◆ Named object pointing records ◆

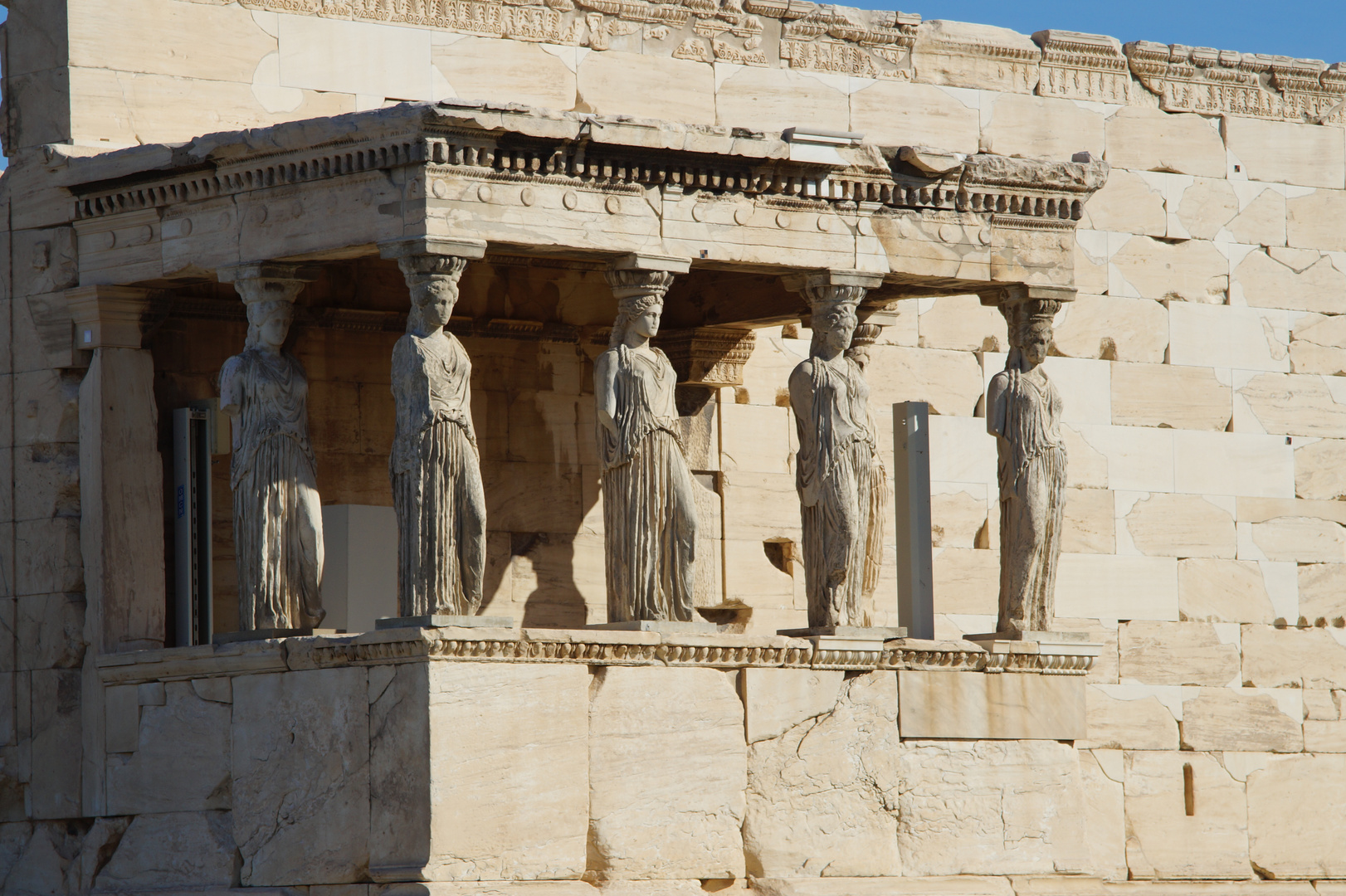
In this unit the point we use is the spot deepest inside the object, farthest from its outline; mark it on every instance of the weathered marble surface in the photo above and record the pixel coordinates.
(839, 475)
(300, 777)
(277, 515)
(649, 504)
(668, 770)
(435, 463)
(822, 791)
(1023, 413)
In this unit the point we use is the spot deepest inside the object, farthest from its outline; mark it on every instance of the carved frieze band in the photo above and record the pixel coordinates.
(797, 655)
(326, 653)
(984, 183)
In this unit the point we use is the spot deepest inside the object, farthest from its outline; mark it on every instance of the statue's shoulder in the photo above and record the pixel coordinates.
(608, 358)
(237, 365)
(802, 370)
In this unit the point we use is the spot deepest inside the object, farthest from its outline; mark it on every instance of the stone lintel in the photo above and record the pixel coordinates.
(106, 316)
(456, 246)
(651, 261)
(1021, 292)
(445, 621)
(708, 355)
(833, 277)
(268, 270)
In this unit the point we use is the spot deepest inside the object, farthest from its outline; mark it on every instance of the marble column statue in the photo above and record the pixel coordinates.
(277, 514)
(839, 474)
(435, 465)
(1023, 413)
(649, 504)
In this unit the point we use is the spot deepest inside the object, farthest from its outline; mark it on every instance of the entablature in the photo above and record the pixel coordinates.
(588, 647)
(573, 186)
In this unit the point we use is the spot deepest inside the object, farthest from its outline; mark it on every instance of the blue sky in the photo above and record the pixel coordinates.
(1303, 28)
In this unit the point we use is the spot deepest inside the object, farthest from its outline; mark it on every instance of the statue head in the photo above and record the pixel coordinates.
(640, 303)
(434, 285)
(268, 324)
(833, 318)
(1030, 331)
(835, 329)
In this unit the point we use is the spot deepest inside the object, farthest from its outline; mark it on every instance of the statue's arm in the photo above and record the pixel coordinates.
(231, 387)
(801, 398)
(605, 391)
(997, 404)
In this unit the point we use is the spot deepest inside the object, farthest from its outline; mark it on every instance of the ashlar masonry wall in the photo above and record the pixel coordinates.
(1202, 366)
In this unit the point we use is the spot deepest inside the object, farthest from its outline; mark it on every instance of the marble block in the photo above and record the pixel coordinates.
(177, 850)
(1166, 842)
(989, 807)
(1296, 811)
(266, 634)
(668, 770)
(664, 626)
(182, 762)
(300, 777)
(506, 802)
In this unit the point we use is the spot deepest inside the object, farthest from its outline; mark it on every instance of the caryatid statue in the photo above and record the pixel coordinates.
(839, 473)
(649, 506)
(435, 465)
(277, 514)
(1023, 413)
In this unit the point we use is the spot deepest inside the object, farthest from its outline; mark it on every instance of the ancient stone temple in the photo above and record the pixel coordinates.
(480, 448)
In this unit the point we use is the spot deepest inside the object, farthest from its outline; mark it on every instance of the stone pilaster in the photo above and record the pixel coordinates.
(120, 473)
(121, 523)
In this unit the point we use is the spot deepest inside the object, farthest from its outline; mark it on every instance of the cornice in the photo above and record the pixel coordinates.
(578, 646)
(584, 153)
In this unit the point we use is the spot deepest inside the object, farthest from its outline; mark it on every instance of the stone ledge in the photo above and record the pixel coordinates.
(594, 647)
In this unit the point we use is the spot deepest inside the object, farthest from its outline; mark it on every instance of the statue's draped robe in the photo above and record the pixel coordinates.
(1032, 482)
(843, 491)
(277, 513)
(649, 508)
(436, 478)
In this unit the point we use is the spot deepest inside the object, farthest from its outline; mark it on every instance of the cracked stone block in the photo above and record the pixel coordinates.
(989, 807)
(300, 777)
(668, 768)
(1163, 840)
(1166, 653)
(171, 850)
(181, 762)
(1244, 718)
(822, 774)
(975, 705)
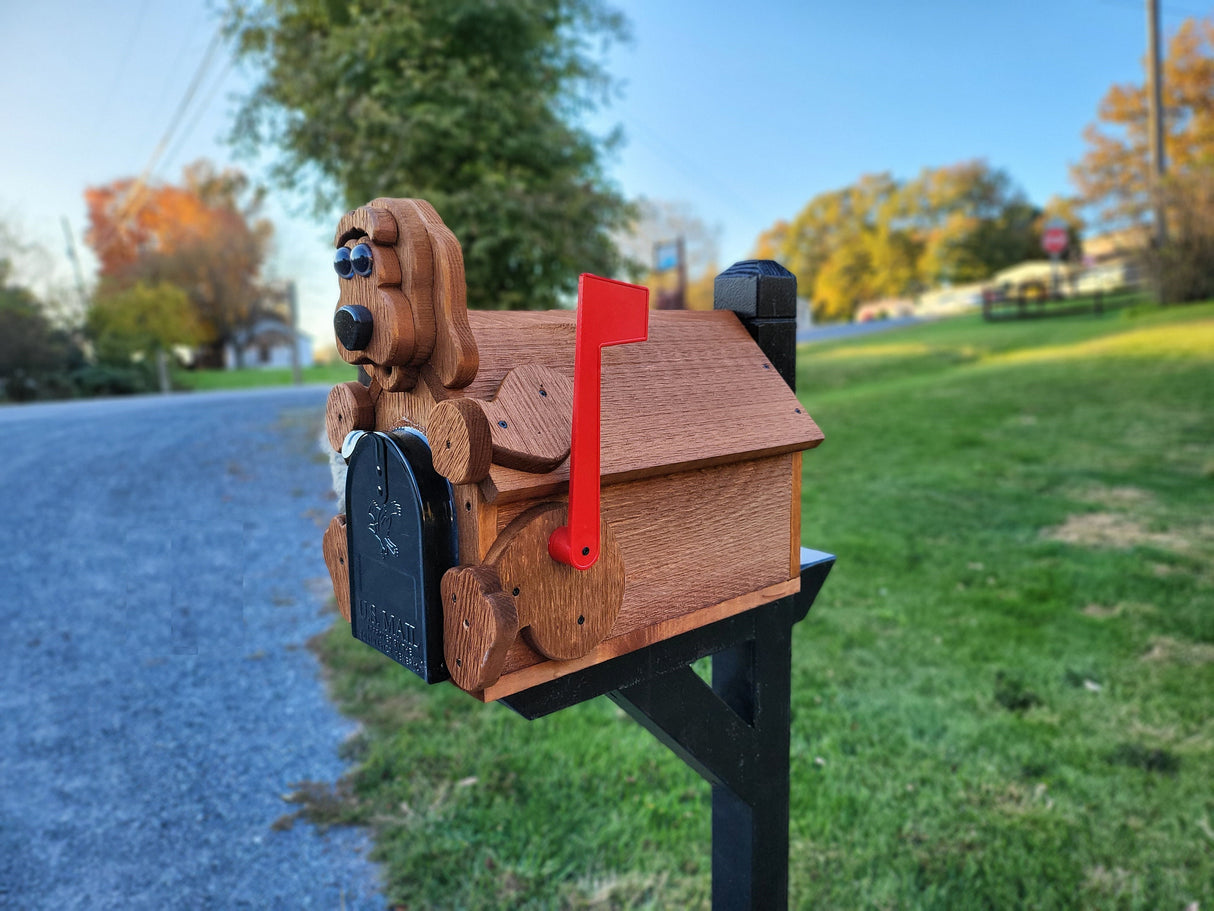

◆ Goal ◆
Rewrite the lines of the records above from the line with "of the cracked" through the end of the records, requests included, subtracting 34 from every number in the pixel coordinates of the answers. Leave the pictures out of your answer.

◆ Full solution ◆
In this unit the point we use is the spot deepest inside the object, farthest from its outline; mark it on every instance of the cracked stone block in the photo above and record the pixel coordinates.
(955, 773)
(266, 743)
(634, 734)
(1129, 806)
(1132, 619)
(137, 816)
(147, 728)
(1210, 684)
(788, 740)
(941, 671)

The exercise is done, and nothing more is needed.